Copy the passage on Australia's position on the UN Security Council between "Going our own" and "and human rights.", inclusive.

* DOCUMENT SEGMENT
-=-=-=-=-

Australia faces a twofold challenge: to stake out an independent and constructive position on matters that come before the council (which may be challenging for a close US ally), and to develop a national approach to the global agenda that will back our diplomacy with the best analysis and resources.
Going our own way
The first part of the challenge will require us to back our historic record of creativity and “good international citizenship” (exemplified by our role in the Chemical Weapons Convention, the Cambodian peace plan, international peacekeeping, and commitment to the UN millennium goals on poverty) with a morally consistent policy that contributes to global security and human rights.
Avoiding US pressures and domestic agendas will be important here, especially given its veto power on the council.
We will need to stake out a genuinely balanced position on Palestine by strongly supporting self-determination and criticising illegal Israeli settlements while supporting Israel’s legitimate security interests. We will need to avoid the hyperbolic approach to Iran typical of US politics and maintain the kind of pressure that leaves diplomatic doors open.

-=-=-=-=-

* GIVEN RECORDS
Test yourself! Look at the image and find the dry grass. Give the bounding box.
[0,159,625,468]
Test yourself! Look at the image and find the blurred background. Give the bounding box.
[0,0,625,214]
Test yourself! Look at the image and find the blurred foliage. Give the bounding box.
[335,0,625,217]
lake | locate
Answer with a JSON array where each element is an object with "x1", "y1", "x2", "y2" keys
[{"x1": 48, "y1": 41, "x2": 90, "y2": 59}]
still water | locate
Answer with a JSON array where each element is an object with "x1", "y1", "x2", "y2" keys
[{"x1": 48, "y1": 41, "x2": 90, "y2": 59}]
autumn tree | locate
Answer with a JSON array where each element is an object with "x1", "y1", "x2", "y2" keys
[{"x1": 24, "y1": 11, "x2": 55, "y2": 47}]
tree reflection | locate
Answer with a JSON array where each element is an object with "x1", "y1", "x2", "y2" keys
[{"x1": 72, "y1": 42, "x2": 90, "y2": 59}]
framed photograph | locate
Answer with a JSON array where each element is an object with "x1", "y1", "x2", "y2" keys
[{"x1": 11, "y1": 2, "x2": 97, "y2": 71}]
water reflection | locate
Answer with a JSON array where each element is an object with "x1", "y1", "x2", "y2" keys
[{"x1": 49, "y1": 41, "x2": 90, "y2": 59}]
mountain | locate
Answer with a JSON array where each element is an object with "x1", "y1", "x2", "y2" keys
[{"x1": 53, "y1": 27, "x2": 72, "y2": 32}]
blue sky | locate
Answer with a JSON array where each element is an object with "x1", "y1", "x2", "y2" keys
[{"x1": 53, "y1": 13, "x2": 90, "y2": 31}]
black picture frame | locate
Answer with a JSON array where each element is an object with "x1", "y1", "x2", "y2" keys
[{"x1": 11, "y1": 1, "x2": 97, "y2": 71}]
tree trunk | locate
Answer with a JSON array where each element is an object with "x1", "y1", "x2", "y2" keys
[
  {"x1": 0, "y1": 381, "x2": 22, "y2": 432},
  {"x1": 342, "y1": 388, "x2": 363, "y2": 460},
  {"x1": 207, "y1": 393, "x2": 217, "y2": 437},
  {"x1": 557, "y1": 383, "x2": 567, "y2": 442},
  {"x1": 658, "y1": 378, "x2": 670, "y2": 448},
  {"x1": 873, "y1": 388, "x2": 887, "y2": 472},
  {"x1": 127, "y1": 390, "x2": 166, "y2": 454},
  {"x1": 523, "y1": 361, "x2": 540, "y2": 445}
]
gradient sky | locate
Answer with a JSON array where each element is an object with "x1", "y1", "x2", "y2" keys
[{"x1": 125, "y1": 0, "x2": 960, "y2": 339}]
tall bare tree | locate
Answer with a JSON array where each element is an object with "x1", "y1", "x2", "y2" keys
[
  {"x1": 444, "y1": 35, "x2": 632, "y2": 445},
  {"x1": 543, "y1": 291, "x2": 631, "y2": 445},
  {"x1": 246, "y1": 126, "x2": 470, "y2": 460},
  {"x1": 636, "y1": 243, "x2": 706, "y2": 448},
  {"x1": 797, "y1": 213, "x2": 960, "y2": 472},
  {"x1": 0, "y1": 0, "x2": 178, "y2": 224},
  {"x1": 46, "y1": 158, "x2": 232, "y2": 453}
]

-=-=-=-=-

* OUTPUT OF THE EXERCISE
Going our own way
The first part of the challenge will require us to back our historic record of creativity and “good international citizenship” (exemplified by our role in the Chemical Weapons Convention, the Cambodian peace plan, international peacekeeping, and commitment to the UN millennium goals on poverty) with a morally consistent policy that contributes to global security and human rights.